--- START Excerpted text ---
Topic

Smartphone App Riches Linked to In-App Purchases

Source: Mobile Marketing Watch, January 17, 2012 — By Michael

The path to smartphone app riches seems pretty clear. If you don’t possess an in-app purchase strategy, there’s a good chance you’re going to make less money than those who have one.

According to the latest information and analysis provided Tuesday from IHS Screen Digest, the best way to make money in the smartphone apps market is to give the apps away for free-and and then generate revenue on subsequent sales of in-app purchases.

The new projections published today from IHS show that in-app purchases will rise to account for 64 percent of total market revenue in 2015, up from 39 percent in 2011.

Revenue from in-app purchases will increase to $5.6 billion in 2015, up from $970 million in 2011, according to the IHS Screen Digest Mobile Media Intelligence Service.
--- END Excerpted text ---
--- START Records shown ---
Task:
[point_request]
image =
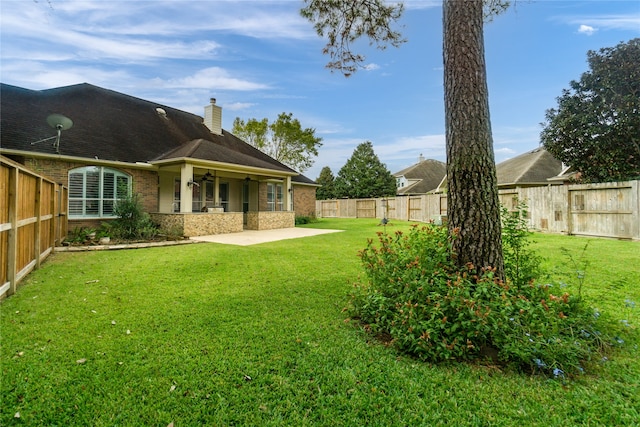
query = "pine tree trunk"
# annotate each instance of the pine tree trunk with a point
(473, 204)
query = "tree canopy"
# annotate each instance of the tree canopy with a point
(327, 181)
(595, 128)
(364, 175)
(473, 204)
(285, 140)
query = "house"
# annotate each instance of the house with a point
(531, 169)
(420, 178)
(190, 174)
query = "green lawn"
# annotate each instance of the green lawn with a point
(208, 334)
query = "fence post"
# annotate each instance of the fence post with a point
(12, 244)
(38, 226)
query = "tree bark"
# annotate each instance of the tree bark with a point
(473, 207)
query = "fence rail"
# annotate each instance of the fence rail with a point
(605, 210)
(33, 219)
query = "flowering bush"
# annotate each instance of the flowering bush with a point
(434, 310)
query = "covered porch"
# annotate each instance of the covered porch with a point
(204, 198)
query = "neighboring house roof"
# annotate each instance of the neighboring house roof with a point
(532, 168)
(113, 126)
(422, 177)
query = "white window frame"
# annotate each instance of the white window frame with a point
(94, 191)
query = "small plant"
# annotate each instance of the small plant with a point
(80, 235)
(580, 265)
(521, 264)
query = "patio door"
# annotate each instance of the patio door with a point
(224, 195)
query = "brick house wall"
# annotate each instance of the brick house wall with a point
(144, 182)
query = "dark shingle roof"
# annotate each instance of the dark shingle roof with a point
(533, 167)
(429, 172)
(117, 127)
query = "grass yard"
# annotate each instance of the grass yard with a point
(210, 334)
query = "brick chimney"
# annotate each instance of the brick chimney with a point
(213, 117)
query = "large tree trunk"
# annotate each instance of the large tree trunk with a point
(473, 208)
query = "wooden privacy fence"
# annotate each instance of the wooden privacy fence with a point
(604, 210)
(33, 220)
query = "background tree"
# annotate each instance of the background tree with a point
(364, 175)
(327, 180)
(596, 126)
(473, 206)
(285, 140)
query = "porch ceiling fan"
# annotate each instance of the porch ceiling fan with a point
(207, 176)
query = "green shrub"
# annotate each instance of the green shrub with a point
(132, 221)
(303, 219)
(416, 296)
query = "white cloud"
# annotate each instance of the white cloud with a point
(237, 106)
(627, 22)
(212, 78)
(586, 29)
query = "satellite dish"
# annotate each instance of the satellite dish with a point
(60, 122)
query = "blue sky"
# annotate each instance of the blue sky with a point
(260, 58)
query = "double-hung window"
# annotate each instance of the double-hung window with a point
(94, 191)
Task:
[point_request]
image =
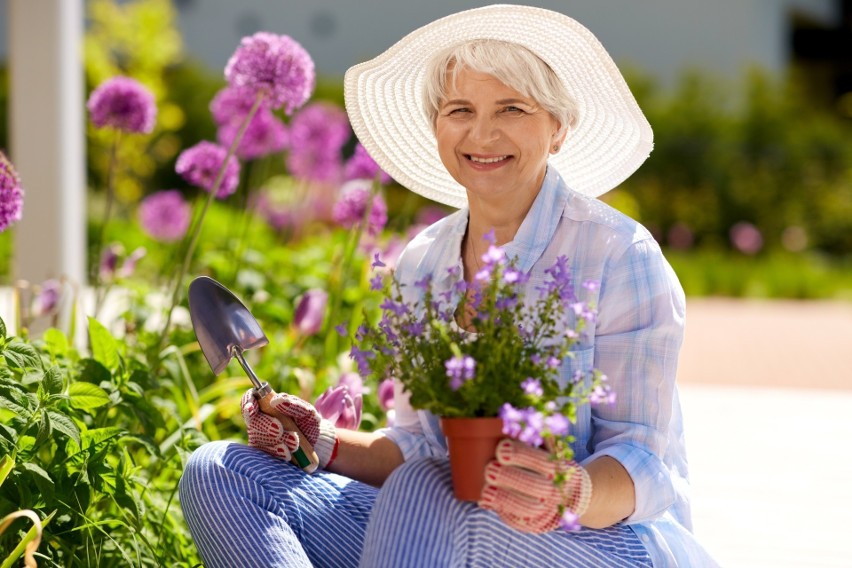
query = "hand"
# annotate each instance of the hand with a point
(519, 487)
(268, 434)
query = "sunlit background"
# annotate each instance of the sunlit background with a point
(749, 191)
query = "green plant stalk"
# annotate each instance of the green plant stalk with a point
(197, 230)
(32, 534)
(110, 197)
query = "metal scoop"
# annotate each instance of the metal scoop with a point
(225, 329)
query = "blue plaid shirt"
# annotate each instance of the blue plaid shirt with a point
(635, 342)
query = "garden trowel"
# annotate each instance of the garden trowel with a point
(225, 329)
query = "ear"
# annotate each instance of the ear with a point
(558, 139)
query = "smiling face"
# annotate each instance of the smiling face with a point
(493, 140)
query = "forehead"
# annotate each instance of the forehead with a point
(469, 83)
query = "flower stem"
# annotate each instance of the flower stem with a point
(110, 197)
(193, 241)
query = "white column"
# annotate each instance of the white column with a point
(47, 137)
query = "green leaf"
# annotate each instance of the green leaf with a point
(94, 372)
(41, 478)
(86, 396)
(22, 356)
(104, 345)
(55, 342)
(52, 380)
(63, 424)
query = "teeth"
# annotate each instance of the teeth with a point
(487, 160)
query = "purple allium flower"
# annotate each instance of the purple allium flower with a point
(200, 165)
(165, 215)
(317, 134)
(385, 394)
(123, 104)
(362, 166)
(232, 104)
(11, 194)
(128, 267)
(311, 311)
(48, 297)
(276, 66)
(746, 238)
(532, 387)
(339, 406)
(352, 206)
(460, 369)
(512, 420)
(264, 135)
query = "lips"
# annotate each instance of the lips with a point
(487, 159)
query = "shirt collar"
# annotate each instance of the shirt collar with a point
(531, 240)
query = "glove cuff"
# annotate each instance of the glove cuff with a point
(327, 443)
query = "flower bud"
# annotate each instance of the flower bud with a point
(311, 311)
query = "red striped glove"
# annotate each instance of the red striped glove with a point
(519, 487)
(268, 434)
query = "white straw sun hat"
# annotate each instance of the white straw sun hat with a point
(384, 100)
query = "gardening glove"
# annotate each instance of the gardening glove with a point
(268, 434)
(519, 487)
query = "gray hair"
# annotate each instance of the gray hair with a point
(513, 65)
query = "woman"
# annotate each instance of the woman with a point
(518, 116)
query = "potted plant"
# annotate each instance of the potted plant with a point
(503, 374)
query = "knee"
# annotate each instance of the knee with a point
(416, 477)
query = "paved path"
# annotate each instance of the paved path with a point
(766, 389)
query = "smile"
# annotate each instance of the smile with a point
(493, 160)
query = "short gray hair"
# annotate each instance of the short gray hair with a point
(513, 65)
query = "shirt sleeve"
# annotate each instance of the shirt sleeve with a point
(638, 336)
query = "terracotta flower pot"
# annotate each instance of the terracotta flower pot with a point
(472, 443)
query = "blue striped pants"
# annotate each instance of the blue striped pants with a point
(246, 508)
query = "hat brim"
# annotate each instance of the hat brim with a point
(384, 97)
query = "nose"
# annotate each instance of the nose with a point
(484, 130)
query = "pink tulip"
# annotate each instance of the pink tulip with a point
(338, 406)
(311, 311)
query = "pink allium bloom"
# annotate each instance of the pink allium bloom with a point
(385, 394)
(165, 215)
(362, 166)
(338, 406)
(746, 238)
(123, 104)
(265, 135)
(276, 66)
(352, 206)
(353, 382)
(311, 311)
(317, 134)
(11, 194)
(48, 297)
(200, 165)
(109, 260)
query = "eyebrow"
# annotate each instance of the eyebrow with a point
(498, 103)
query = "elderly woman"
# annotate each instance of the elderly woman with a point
(518, 116)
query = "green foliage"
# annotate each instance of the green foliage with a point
(761, 153)
(89, 450)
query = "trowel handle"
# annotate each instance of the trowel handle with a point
(305, 457)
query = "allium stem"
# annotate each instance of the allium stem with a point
(196, 232)
(99, 246)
--- END Records shown ---
- [Request A]: Please print the passage of the in-app purchases article from "The path to" to "percent in 2011.".
- [Request B]: In the in-app purchases article, what share of total market revenue are in-app purchases projected to reach in 2015?

- [Reply A]:
The path to smartphone app riches seems pretty clear. If you don’t possess an in-app purchase strategy, there’s a good chance you’re going to make less money than those who have one.

According to the latest information and analysis provided Tuesday from IHS Screen Digest, the best way to make money in the smartphone apps market is to give the apps away for free-and and then generate revenue on subsequent sales of in-app purchases.

The new projections published today from IHS show that in-app purchases will rise to account for 64 percent of total market revenue in 2015, up from 39 percent in 2011.

- [Reply B]: 64 percent